(Point-based annotation data)
=-=-=-=-=

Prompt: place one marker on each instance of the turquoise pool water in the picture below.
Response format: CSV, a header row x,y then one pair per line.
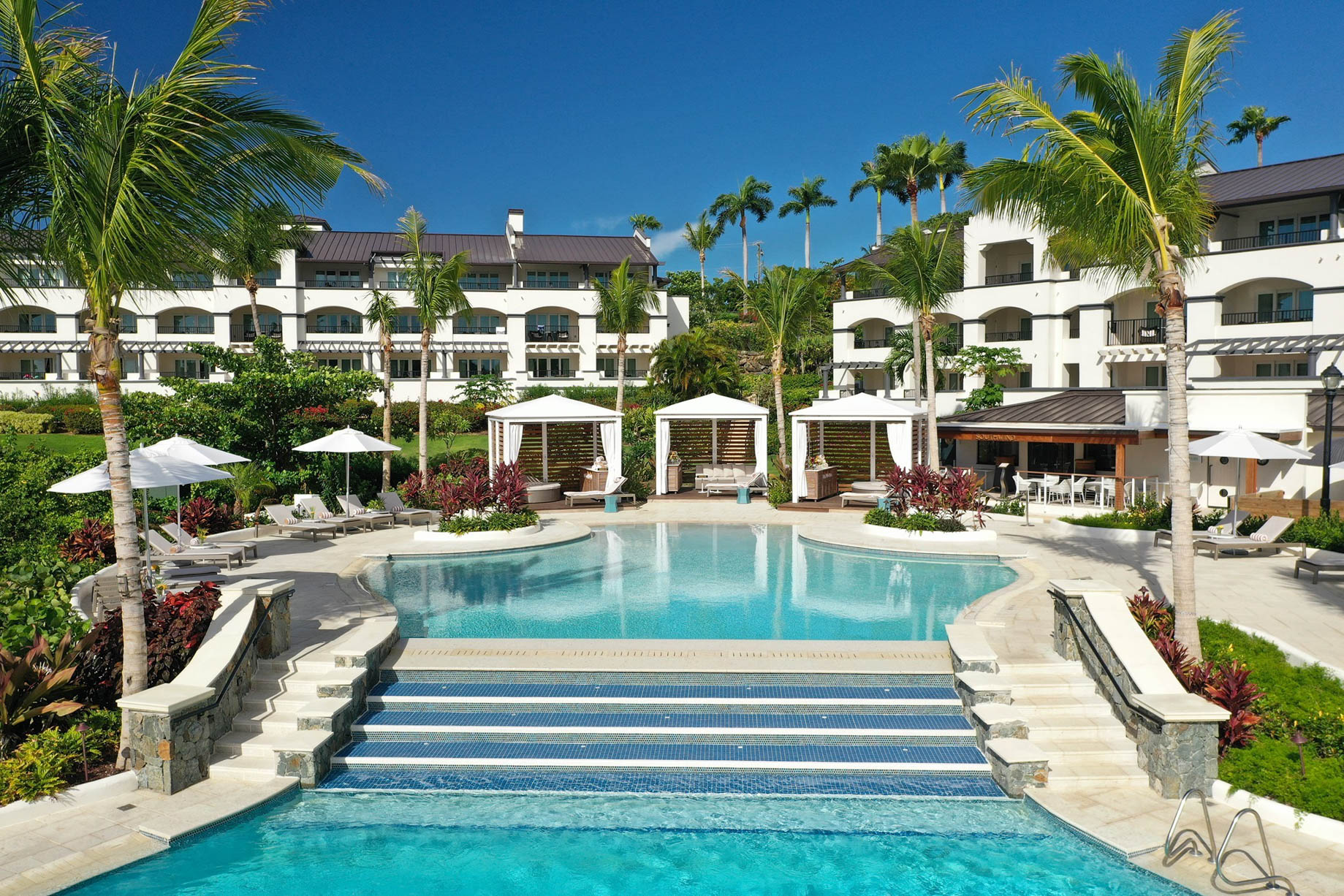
x,y
686,580
584,846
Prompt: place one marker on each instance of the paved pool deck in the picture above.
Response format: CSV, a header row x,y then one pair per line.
x,y
1260,593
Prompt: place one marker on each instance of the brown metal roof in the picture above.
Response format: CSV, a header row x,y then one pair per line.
x,y
584,250
1078,407
1288,179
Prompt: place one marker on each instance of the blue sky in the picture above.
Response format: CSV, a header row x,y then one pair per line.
x,y
582,113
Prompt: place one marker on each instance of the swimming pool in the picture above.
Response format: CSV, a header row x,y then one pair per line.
x,y
534,846
686,580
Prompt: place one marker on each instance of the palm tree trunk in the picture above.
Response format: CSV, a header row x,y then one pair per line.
x,y
777,375
387,409
424,410
1172,292
620,375
932,379
134,668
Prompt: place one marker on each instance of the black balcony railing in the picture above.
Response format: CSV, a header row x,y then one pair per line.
x,y
241,333
551,335
1289,238
1140,331
998,280
1281,316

=-=-=-=-=

Work to do:
Repeat exactly, and only, the lines from the one containing "Prompt: place one marker on each instance of the brown" through the end of the material.

Solution to this problem:
Prompt: place one marker on each instance of the brown metal roof in the picture above.
Response format: CSV, a header row x,y then one pair per line.
x,y
584,250
1078,407
1288,179
Prompt: place one marker on each instance of the blue sky in the picture above.
Response format: CSV, a header row x,y then one pair per line.
x,y
582,113
Prompt: place one marker on each instance of the swimming pool in the picture above.
Response format: CSV, a header row x,y then one pair per line.
x,y
534,846
686,580
Prompt: place one marker on each instance of the palm tree trunk in the picture above.
Response format: CSV, a header row x,y then one pair per line.
x,y
777,375
387,409
424,410
1172,292
620,375
932,379
134,668
Prompt: place one marker on each instance of the black balcony railing in the picture above.
Response format: CSV, a header row x,y then one pair per line.
x,y
241,333
551,335
1289,238
1140,331
998,280
1281,316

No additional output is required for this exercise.